= Francis R. Stoddard Jr. =

American politician

Francis Russell Stoddard Jr. (July 26, 1877 – October 11, 1957) was an American lawyer and politician from New York. He served in the New York State Assembly.

== Life ==
Stoddard was born on July 26, 1877, in Boston, Massachusetts, the son of Francis Russell Stoddard and Mary Francis Baldwin.

Stoddard spent some years living in France, Germany, and Italy. He then went to the Boston Latin School, followed by the Hopkinson's School in Boston. He attended Harvard College, graduating from there with a B.A. in 1899. During his senior year, he attended Harvard Law School. After graduating from the college, he went to Buffalo, New York, and studied law in the office of Lockwood, Hoyt and Yeomans. His brother-in-law was the junior member of the firm. He also entered Buffalo Law School, where he joined Phi Delta Phi. Finding office work too confining, he left law school and worked as a managing clerk for the firm Wheeler and Slee. In 1900, he went to Cuba and bought a fruit and tobacco plantation in the Pinar del Río Province and wrote articles for the Havana Post and other newspapers. He left Cuba in December 1901 for health reasons. In January 1902, he moved to New York City, was admitted to the state bar, and joined the legal department of the Brooklyn Rapid Transit Company (where his brother-in-law now worked as general attorney).

Shape annotation rows
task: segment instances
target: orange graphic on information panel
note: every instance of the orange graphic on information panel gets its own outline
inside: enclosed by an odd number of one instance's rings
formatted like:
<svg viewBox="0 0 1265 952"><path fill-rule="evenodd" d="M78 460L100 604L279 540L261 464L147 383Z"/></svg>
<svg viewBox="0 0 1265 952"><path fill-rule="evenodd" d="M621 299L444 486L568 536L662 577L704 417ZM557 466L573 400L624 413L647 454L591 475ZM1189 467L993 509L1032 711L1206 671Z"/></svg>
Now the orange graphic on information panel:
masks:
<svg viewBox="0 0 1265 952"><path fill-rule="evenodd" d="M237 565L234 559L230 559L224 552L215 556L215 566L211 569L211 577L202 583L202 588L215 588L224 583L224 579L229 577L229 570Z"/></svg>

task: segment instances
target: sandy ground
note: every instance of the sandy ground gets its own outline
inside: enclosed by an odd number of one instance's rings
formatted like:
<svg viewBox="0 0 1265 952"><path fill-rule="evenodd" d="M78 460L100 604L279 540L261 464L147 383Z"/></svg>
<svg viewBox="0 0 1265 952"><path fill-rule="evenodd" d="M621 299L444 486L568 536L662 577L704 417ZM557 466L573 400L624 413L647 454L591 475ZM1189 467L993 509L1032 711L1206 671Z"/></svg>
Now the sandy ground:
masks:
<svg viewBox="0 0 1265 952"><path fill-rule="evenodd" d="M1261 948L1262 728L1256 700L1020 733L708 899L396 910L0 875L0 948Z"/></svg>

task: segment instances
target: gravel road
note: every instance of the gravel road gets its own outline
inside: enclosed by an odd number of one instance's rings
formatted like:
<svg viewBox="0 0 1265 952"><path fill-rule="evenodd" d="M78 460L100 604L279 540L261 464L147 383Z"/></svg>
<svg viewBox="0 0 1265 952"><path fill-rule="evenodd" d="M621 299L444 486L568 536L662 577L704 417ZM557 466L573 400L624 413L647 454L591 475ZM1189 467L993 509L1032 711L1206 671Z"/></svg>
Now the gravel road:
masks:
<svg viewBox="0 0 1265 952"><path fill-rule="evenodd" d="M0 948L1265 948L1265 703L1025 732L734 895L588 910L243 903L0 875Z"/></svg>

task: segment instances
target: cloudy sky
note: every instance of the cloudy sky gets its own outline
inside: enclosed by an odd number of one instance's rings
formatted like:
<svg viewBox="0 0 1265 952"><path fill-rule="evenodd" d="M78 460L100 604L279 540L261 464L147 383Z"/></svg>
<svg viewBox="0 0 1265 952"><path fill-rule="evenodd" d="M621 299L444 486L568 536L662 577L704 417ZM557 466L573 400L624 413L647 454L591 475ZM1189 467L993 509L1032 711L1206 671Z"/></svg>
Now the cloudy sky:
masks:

* * *

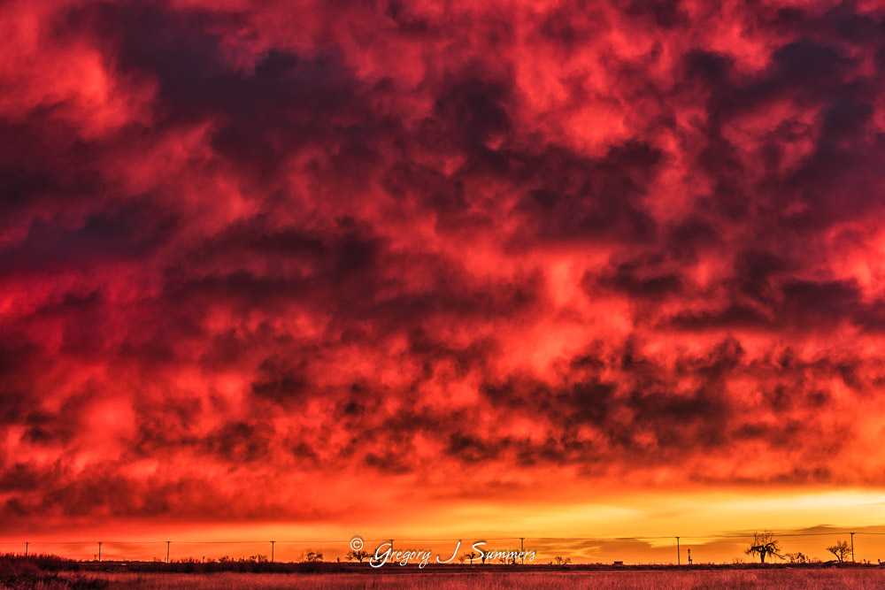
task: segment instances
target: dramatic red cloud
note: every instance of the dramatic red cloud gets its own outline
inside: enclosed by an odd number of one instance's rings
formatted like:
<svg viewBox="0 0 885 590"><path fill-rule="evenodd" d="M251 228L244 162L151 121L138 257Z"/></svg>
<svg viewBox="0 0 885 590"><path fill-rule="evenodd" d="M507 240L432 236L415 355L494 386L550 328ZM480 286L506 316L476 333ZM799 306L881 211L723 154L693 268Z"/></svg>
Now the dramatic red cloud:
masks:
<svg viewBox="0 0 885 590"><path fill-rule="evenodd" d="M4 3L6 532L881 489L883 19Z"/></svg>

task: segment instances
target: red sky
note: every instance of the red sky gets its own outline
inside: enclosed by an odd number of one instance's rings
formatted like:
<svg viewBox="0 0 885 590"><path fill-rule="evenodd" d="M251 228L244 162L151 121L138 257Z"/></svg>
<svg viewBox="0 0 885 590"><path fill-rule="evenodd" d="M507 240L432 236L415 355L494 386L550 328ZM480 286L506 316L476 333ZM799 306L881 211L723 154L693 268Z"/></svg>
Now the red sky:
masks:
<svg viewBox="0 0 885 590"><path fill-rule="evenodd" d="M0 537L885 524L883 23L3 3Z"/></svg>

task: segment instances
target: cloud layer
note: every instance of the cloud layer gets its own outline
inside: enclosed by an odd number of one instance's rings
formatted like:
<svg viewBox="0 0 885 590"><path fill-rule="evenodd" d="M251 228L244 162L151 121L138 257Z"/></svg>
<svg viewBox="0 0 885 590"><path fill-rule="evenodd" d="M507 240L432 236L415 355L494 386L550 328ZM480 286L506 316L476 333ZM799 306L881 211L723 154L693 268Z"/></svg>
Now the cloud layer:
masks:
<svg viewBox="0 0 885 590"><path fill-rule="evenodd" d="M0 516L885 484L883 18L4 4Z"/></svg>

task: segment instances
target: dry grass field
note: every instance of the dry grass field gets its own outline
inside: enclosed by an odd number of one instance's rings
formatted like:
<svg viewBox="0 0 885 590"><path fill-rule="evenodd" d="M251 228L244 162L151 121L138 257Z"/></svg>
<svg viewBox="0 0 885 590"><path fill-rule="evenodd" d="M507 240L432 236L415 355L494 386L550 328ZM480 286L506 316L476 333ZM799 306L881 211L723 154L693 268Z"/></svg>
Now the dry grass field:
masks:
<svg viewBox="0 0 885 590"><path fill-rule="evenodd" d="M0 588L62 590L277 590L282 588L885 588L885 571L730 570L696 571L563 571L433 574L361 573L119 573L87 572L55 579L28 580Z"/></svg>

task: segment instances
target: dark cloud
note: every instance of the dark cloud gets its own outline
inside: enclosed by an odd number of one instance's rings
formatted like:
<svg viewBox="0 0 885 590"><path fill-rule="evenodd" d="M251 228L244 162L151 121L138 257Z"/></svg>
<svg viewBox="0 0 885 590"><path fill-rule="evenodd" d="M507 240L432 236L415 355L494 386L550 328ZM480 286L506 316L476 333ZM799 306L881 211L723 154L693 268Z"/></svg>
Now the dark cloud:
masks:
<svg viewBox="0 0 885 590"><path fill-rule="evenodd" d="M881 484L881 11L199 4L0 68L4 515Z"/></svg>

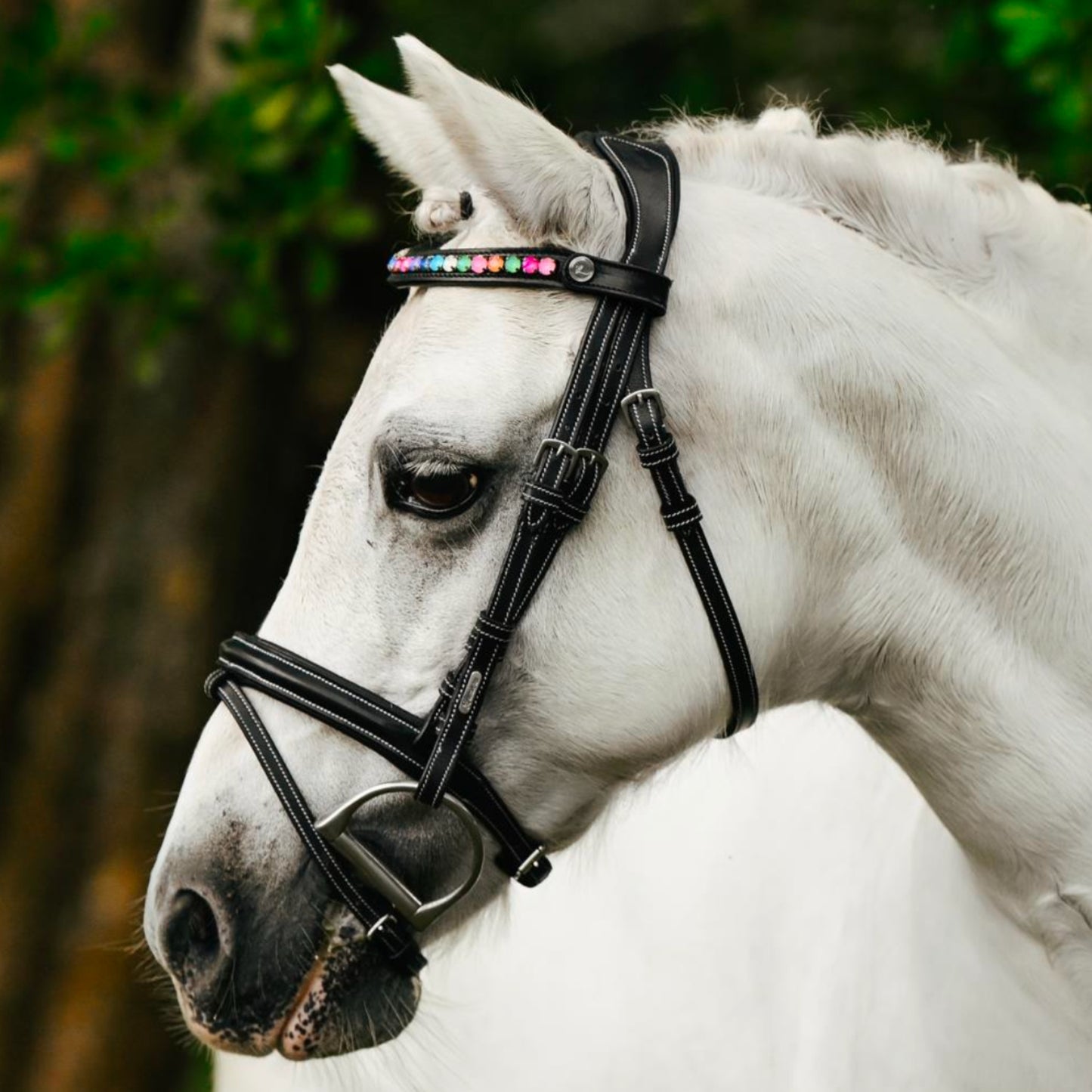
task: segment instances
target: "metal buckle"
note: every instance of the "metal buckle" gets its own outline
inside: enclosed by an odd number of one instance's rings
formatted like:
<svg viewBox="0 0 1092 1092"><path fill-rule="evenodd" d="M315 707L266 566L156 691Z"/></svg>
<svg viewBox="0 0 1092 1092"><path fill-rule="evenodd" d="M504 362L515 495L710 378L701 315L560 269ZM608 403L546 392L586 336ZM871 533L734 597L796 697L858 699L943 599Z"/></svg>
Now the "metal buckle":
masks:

[Exercise set]
**A)** Reproduce the Francis R. Stoddard Jr. biography between "American politician" and "Mary Francis Baldwin.", inclusive.
**B)** Pick out every line of the rows that contains the string "sandy", matching case.

[Task-by-task results]
**A)**
American politician

Francis Russell Stoddard Jr. (July 26, 1877 – October 11, 1957) was an American lawyer and politician from New York. He served in the New York State Assembly.

== Life ==
Stoddard was born on July 26, 1877, in Boston, Massachusetts, the son of Francis Russell Stoddard and Mary Francis Baldwin.

**B)**
target: sandy ground
note: every instance of the sandy ground gets its own outline
Now the sandy ground:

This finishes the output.